##### Reading text
Regan et al v. Hanahan, City of
ORDER AND OPINION granting in part and denying in part 46 Motion to Certify Class. The Court GRANTS conditional class certification for Subclass One. Notice shall be given by mail, email, and text message. The mailed Notice shall incorporate the City's minor and reasonable edits as outlined in Dkt. No. 51-6 which primarily pertain to the removal of mention of Subclass Two. The Court DENIES without prejudice Plaintiffs' motion for conditional certification of Subclass Two. Plaintiffs are ordered to provide discovery on this issue guided by the factors considered in Gonzalez, Lawrence, and Cleveland and to file a supplemental brief by May 4, 2017. The City will have the opportunity to reply. AND IT IS SO ORDERED. Signed by Honorable Richard M Gergel on 4/17/2017.(sshe, )
##########
##### Information shown
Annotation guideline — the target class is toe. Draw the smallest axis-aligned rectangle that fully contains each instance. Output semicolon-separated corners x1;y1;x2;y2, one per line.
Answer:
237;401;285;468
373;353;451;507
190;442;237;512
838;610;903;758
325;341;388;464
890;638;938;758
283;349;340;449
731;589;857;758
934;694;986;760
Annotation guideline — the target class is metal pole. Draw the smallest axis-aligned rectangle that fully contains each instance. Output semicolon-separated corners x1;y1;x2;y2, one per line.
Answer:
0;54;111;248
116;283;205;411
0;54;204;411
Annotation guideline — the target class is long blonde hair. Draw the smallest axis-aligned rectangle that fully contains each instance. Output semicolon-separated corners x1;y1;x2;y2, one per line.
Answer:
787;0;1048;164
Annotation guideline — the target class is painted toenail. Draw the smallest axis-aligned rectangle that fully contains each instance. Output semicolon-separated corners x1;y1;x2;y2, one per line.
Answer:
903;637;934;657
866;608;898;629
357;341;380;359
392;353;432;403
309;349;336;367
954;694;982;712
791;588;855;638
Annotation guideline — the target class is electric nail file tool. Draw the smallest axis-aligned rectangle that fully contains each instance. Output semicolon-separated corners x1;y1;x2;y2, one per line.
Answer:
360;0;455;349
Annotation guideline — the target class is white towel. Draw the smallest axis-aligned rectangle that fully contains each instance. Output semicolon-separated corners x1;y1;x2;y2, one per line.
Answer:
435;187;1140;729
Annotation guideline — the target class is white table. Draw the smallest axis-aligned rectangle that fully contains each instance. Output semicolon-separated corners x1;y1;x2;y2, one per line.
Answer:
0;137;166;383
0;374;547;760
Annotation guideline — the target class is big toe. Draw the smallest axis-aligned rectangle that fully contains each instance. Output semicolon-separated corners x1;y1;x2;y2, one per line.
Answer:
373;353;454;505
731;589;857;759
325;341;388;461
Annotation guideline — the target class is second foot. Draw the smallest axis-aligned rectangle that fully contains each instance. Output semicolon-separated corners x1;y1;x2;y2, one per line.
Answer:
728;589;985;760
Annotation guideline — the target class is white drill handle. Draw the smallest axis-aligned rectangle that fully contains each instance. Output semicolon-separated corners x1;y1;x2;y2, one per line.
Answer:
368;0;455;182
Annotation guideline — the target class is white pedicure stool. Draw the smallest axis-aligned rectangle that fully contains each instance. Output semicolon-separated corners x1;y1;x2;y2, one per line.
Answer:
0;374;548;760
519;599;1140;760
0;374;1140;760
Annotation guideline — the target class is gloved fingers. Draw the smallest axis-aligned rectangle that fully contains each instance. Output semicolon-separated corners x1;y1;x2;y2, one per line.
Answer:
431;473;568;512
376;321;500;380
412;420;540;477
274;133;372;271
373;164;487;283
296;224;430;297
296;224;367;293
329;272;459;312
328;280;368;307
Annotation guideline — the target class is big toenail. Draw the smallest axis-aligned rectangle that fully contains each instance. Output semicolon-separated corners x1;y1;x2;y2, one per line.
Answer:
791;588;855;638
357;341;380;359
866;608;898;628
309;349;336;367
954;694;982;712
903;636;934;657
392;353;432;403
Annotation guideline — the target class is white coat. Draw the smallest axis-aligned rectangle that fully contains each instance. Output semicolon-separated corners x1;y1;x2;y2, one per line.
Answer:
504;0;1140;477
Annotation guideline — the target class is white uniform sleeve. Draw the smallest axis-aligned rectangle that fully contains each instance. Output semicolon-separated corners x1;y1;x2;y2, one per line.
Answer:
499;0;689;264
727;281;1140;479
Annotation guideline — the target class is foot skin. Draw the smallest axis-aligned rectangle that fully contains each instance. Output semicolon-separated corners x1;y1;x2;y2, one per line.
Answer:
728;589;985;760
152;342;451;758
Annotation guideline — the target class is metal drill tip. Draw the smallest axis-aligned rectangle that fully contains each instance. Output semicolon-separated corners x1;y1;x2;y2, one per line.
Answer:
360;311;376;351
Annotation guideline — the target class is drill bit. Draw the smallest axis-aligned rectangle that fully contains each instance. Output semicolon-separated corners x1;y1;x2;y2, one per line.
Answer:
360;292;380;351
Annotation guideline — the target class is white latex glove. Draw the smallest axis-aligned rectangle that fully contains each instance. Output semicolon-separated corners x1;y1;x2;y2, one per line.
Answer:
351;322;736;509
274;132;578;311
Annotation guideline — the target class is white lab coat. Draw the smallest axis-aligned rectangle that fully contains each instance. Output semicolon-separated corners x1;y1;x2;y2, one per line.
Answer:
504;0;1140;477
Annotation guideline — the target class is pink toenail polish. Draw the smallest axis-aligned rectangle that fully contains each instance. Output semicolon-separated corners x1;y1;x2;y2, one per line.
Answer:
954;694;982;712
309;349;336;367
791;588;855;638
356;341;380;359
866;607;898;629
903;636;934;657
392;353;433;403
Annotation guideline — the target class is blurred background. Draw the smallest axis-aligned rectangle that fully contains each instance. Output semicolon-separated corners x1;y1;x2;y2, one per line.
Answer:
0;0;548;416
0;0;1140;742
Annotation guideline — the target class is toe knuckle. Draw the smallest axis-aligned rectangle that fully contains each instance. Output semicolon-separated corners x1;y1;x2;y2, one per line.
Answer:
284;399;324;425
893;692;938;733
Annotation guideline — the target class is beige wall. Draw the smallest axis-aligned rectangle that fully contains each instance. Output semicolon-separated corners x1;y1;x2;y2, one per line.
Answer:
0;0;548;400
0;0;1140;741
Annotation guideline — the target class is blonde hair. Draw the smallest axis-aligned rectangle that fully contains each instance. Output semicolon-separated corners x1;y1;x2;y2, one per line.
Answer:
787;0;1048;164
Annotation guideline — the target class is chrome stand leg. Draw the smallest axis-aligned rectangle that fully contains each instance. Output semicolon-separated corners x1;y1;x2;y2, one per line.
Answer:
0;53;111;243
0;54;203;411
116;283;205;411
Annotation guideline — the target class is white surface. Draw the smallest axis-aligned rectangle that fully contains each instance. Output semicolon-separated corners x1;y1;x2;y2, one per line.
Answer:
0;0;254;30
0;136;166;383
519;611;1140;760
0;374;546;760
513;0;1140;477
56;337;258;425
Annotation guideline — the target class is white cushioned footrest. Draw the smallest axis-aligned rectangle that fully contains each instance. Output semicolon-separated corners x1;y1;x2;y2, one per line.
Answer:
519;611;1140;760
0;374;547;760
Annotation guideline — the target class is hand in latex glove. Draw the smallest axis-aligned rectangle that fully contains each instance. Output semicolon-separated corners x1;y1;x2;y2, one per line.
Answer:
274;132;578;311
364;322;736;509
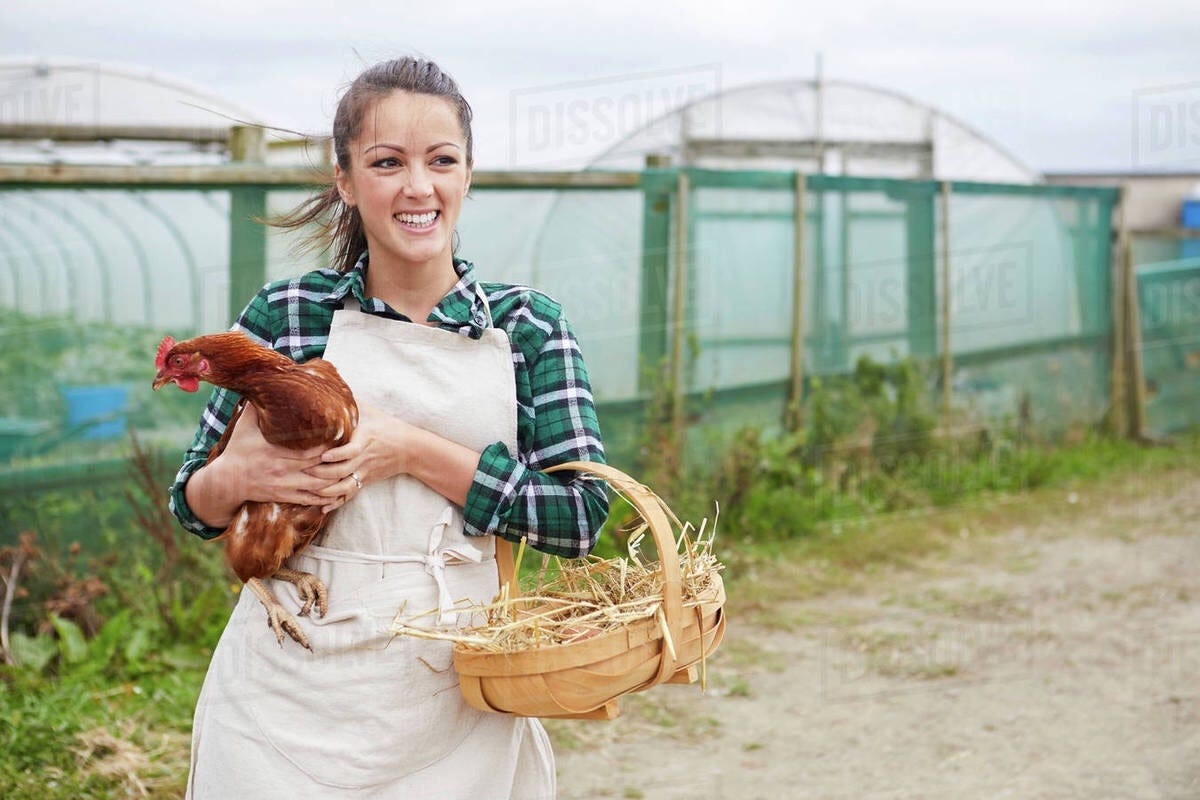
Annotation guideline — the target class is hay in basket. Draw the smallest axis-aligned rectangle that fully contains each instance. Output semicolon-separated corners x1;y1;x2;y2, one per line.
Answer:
392;462;725;720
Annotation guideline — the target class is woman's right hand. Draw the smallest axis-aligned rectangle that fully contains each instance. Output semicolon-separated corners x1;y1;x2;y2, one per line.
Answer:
185;403;329;528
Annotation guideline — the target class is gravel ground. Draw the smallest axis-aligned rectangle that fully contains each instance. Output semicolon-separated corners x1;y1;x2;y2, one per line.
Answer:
548;476;1200;800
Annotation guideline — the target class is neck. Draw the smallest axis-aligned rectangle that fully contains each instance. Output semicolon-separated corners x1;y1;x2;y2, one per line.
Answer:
365;254;458;323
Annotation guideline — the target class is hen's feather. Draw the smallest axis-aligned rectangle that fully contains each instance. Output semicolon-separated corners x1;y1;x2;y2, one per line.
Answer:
156;332;359;581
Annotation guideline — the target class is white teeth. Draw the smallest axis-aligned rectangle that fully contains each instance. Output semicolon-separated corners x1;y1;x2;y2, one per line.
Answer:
396;211;438;228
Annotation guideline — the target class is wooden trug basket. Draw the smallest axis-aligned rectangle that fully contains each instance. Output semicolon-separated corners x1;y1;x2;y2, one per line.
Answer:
454;462;725;720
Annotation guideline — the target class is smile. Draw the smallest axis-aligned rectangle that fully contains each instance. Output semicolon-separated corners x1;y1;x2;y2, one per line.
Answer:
394;211;442;228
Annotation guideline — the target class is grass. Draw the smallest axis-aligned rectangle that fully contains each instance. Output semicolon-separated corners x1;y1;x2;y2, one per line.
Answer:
0;422;1200;800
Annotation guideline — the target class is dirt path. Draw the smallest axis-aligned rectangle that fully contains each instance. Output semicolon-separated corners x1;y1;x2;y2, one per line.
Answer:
##########
→ **Tasks to complete**:
1. In the court order, by what date must the Plaintiffs file a supplemental brief?
2. Print the part of the court order that begins at the words "Regan et al" and stops after "on 4/17/2017.(sshe, )".
3. Translate this sentence from the court order into Spanish: "Notice shall be given by mail, email, and text message."
The listing above isn't needed for any of this.

→ **Task-by-task outputs**:
1. May 4, 2017.

2.
Regan et al v. Hanahan, City of
ORDER AND OPINION granting in part and denying in part 46 Motion to Certify Class. The Court GRANTS conditional class certification for Subclass One. Notice shall be given by mail, email, and text message. The mailed Notice shall incorporate the City's minor and reasonable edits as outlined in Dkt. No. 51-6 which primarily pertain to the removal of mention of Subclass Two. The Court DENIES without prejudice Plaintiffs' motion for conditional certification of Subclass Two. Plaintiffs are ordered to provide discovery on this issue guided by the factors considered in Gonzalez, Lawrence, and Cleveland and to file a supplemental brief by May 4, 2017. The City will have the opportunity to reply. AND IT IS SO ORDERED. Signed by Honorable Richard M Gergel on 4/17/2017.(sshe, )

3. La notificación se hará por correo postal, correo electrónico y mensaje de texto.